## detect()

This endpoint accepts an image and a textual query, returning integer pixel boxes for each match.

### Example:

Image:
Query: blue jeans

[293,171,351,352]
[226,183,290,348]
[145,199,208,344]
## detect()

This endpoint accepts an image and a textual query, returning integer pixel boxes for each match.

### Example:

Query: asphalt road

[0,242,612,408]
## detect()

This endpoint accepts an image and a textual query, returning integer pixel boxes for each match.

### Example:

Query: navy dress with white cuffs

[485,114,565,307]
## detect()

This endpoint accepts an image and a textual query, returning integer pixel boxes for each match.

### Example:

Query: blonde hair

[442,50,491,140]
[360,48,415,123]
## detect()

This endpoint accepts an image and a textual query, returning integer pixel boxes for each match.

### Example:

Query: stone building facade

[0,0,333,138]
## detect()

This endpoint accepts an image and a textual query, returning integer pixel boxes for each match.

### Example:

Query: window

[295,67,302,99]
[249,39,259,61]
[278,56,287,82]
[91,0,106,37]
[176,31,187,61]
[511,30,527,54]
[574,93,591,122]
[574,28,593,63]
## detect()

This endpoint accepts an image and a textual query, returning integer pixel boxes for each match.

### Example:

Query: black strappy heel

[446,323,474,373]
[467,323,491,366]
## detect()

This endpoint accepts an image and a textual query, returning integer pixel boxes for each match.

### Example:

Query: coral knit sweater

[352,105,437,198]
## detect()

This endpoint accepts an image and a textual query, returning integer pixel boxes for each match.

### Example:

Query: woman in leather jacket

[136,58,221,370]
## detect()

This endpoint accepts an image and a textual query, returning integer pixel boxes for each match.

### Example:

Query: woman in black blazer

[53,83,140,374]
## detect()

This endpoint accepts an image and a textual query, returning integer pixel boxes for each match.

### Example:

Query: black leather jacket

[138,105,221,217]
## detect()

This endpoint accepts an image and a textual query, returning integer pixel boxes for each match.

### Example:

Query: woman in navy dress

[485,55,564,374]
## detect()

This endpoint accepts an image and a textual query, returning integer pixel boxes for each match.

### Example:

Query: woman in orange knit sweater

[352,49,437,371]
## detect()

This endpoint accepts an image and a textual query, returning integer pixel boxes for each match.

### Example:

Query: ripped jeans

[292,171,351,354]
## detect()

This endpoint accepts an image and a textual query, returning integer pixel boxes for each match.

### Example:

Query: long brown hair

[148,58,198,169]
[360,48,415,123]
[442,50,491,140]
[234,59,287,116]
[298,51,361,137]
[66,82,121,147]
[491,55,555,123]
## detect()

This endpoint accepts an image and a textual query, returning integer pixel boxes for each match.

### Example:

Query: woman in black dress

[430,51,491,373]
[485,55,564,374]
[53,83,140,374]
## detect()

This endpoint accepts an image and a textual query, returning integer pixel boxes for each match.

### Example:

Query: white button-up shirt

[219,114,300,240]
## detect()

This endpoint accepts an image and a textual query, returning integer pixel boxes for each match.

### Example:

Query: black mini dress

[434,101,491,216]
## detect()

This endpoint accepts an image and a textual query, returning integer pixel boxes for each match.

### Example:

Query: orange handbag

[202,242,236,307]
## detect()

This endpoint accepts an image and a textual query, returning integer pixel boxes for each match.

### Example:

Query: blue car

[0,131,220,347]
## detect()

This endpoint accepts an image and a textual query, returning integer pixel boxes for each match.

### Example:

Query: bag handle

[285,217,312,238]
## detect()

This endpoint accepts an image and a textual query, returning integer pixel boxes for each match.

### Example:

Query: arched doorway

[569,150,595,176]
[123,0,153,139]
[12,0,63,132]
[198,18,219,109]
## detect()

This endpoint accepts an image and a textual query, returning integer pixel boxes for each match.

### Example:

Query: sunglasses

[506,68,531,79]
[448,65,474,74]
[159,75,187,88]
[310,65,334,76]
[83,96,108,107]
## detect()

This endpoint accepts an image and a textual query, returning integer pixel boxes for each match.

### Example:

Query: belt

> GOAL OF THE EXERCISE:
Find every line in the rows above that contains the word "white" and copy each such line.

> FINISHED EXERCISE:
Query: navy dress with white cuffs
Query: white button-up shirt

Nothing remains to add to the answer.